* [MATERIAL SHOWN]
===
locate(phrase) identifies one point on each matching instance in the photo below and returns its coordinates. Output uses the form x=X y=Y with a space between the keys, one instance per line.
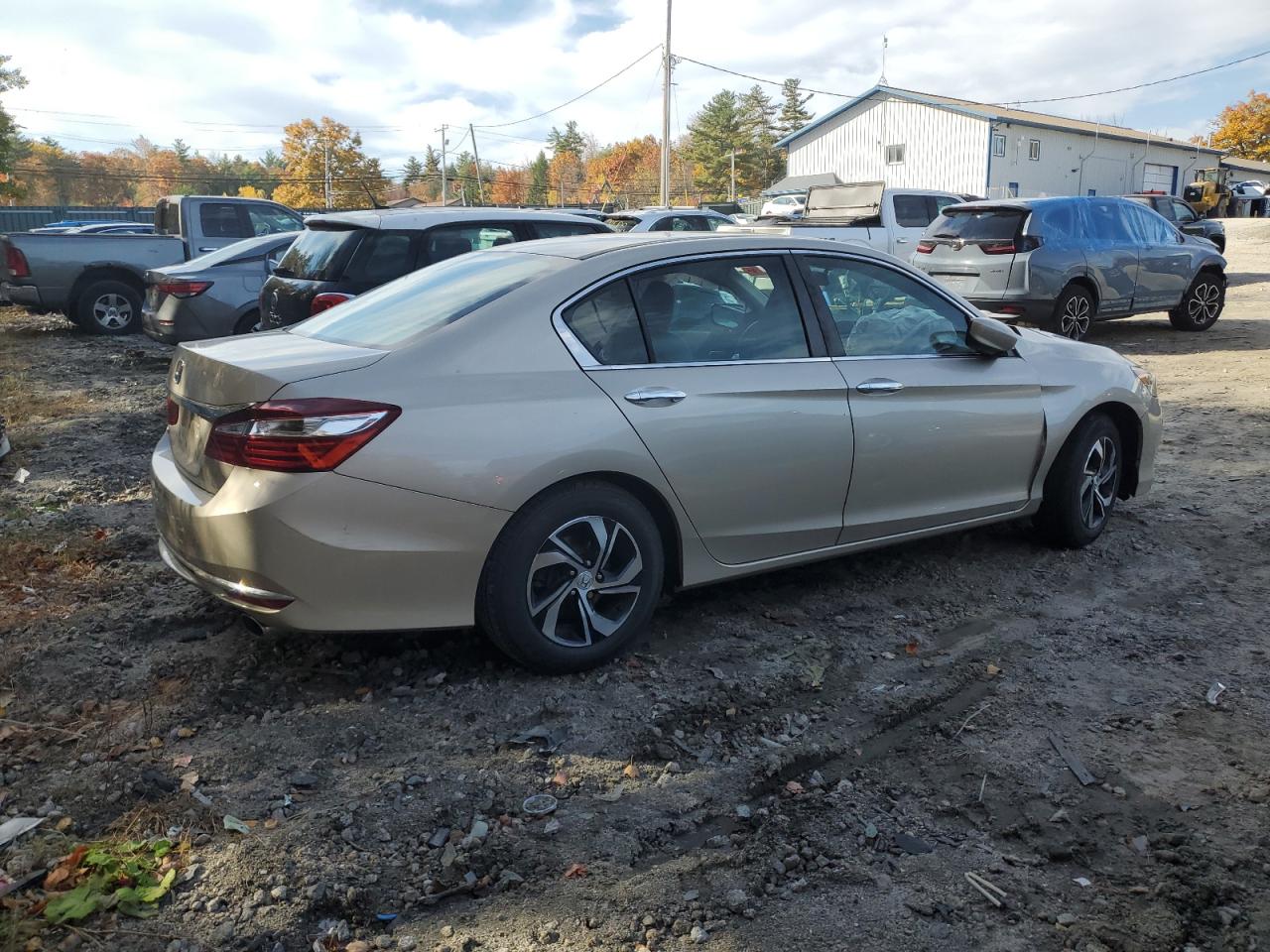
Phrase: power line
x=581 y=95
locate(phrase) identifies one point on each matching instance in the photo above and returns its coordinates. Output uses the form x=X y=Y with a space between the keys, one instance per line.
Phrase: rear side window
x=607 y=325
x=979 y=223
x=382 y=257
x=564 y=229
x=318 y=254
x=451 y=240
x=430 y=298
x=220 y=220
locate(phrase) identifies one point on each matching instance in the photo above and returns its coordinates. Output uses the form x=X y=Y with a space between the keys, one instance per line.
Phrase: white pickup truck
x=861 y=213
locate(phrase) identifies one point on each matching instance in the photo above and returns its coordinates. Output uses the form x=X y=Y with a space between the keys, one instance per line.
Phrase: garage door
x=1159 y=178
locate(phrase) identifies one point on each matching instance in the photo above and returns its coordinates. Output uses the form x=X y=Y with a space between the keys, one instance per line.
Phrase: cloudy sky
x=226 y=76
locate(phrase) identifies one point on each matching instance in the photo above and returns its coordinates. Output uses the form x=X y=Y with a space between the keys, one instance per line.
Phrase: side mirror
x=991 y=336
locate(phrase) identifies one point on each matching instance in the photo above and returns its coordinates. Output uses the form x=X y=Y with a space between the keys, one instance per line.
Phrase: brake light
x=298 y=435
x=182 y=289
x=325 y=301
x=17 y=263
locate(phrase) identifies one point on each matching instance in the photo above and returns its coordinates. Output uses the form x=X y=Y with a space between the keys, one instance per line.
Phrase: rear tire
x=1202 y=304
x=109 y=307
x=1082 y=484
x=544 y=599
x=1074 y=313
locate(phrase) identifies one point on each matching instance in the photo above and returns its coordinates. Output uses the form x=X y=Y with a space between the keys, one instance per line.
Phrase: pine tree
x=794 y=114
x=540 y=179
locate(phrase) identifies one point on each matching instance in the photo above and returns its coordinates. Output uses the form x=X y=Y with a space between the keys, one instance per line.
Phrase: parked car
x=667 y=220
x=1184 y=217
x=1065 y=263
x=544 y=438
x=341 y=255
x=862 y=213
x=781 y=206
x=98 y=280
x=214 y=295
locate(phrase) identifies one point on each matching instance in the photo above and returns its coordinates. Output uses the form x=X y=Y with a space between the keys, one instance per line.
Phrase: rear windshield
x=978 y=225
x=318 y=254
x=426 y=299
x=621 y=222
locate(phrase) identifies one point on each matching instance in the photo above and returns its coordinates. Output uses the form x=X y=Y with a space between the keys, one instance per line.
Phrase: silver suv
x=1064 y=263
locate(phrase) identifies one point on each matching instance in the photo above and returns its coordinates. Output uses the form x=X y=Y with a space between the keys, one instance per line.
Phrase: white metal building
x=917 y=140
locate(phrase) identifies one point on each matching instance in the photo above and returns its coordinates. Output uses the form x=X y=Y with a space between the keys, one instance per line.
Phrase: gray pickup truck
x=98 y=281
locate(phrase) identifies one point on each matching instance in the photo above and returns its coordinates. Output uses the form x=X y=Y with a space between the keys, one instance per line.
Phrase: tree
x=540 y=179
x=12 y=146
x=794 y=114
x=309 y=149
x=1243 y=128
x=571 y=141
x=413 y=171
x=714 y=134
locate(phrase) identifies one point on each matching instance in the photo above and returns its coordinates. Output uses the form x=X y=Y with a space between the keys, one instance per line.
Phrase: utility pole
x=480 y=185
x=444 y=144
x=666 y=112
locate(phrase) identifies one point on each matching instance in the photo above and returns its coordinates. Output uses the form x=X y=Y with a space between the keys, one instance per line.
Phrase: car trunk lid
x=211 y=379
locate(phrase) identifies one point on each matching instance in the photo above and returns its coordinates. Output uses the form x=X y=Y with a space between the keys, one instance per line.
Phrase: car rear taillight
x=17 y=263
x=298 y=435
x=182 y=289
x=325 y=301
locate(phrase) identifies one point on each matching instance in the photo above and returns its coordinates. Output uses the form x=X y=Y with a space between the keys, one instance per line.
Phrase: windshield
x=318 y=254
x=978 y=223
x=621 y=222
x=429 y=298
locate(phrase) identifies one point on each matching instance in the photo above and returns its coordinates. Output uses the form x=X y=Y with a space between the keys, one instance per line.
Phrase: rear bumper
x=22 y=295
x=324 y=551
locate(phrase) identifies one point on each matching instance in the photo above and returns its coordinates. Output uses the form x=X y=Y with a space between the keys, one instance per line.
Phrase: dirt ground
x=807 y=761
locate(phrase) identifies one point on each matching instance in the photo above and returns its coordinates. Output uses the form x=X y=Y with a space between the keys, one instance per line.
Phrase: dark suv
x=343 y=254
x=1065 y=263
x=1182 y=214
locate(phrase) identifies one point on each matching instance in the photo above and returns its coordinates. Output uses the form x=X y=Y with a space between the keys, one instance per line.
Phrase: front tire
x=572 y=579
x=1202 y=304
x=1082 y=484
x=109 y=307
x=1074 y=313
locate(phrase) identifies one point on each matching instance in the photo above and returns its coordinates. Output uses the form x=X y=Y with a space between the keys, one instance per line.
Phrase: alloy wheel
x=1205 y=303
x=1101 y=477
x=584 y=581
x=1075 y=318
x=112 y=311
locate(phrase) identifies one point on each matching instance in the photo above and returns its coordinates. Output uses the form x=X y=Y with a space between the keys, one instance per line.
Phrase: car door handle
x=879 y=385
x=656 y=397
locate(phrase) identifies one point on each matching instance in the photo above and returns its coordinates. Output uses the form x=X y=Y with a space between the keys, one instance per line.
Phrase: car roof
x=679 y=243
x=420 y=218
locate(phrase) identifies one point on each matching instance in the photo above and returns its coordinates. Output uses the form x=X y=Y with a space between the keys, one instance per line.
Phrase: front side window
x=725 y=308
x=220 y=220
x=451 y=240
x=607 y=325
x=883 y=312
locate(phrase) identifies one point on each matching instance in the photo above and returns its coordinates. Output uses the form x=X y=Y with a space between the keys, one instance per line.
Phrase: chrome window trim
x=588 y=362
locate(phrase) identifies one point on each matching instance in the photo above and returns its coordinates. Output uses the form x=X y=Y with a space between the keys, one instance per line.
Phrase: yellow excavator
x=1207 y=194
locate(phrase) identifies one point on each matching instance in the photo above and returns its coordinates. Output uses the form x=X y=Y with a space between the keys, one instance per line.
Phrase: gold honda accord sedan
x=544 y=438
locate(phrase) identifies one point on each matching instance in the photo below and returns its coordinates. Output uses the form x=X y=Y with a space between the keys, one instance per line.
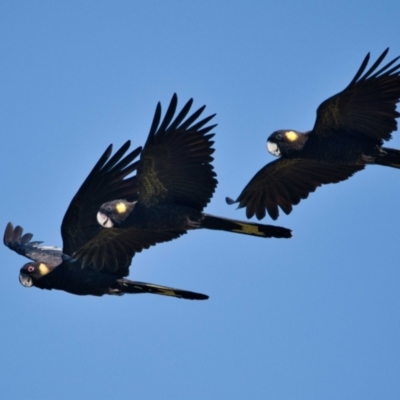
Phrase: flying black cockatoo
x=176 y=180
x=348 y=134
x=93 y=261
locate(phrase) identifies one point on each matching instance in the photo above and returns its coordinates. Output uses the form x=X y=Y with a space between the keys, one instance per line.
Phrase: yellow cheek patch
===
* [REQUEST] Pull out each line of the data above that contains the word "yellow", matching case exactly.

* [FINISHED EXERCISE]
Phrase: yellow excavator
Phrase: yellow cheek patch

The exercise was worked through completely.